DATA FOR THE TASK:
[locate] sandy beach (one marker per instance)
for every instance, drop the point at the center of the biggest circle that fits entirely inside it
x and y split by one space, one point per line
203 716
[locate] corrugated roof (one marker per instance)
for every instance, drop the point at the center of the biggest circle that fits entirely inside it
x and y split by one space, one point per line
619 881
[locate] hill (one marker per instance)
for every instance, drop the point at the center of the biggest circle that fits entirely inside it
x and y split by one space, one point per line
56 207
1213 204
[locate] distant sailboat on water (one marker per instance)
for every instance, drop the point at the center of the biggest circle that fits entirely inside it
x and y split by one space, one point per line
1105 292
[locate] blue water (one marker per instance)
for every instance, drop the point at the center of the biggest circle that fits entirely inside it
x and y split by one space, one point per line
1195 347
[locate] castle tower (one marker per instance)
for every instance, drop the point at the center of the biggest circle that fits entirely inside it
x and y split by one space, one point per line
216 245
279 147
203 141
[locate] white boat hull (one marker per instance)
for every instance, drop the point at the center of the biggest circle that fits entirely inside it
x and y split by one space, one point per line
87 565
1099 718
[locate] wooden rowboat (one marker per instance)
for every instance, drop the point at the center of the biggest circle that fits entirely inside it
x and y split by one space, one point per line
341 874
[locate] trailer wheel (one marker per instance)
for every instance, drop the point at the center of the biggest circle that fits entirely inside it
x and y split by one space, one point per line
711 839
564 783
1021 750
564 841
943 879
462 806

SHORT TASK:
Can you write out the whole listing above again, replacing every "marker" with "pin" and keeping everything else the same?

FULL SOLUTION:
[locate] sandy beach (one pin per instance)
for every instance, drop the point at the center of the biggest circle that fits entirely inside it
x and y split by one space, one point per line
203 716
[locate] corrugated roof (one pin per instance)
for every instance, drop the point at the center of the biggest circle that fits entirely inside it
x and y split by one space, one point per line
619 881
[locate] hill (one pin per instance)
for every instance, drop the point at the center of the biggest circle that fits entirely inside it
x and y split by one space, one point per line
56 207
1213 204
[locate] distant sailboat on water (one pin per instance)
for every instance, drop the point at the center of the biggest circle that fits entirely inside it
x and y split by one space, one point per line
1105 292
[locate] blue water (one pin per instance)
for every instance, drop the point at the center of the biggest circle that fits entirely inside it
x and y split by one space, one point per line
1195 347
[locate] castle tower (one pin per instance)
for every instance, drop the point at the center of the biggest circle that fits entirely inside it
x and y split by one space, one point per line
216 245
279 147
203 141
[locate] white boat hull (one pin per instance)
for every instance, drop the point at the center of the biggest circle that fits entirely inside it
x and y split by one space, one point per line
87 565
1099 718
[locate] wooden rowboat (one pin per instance)
for every instance, drop the point at the center of the biggest circle that fits entirely inside it
x and y split by one space, one point per line
341 874
[locate] trailer wheel (one pin per instance)
for every instance, drop the point at the center of the biggest circle that fits entirely inside it
x and y split by one space, one point per line
711 839
564 783
1021 750
564 841
943 879
462 806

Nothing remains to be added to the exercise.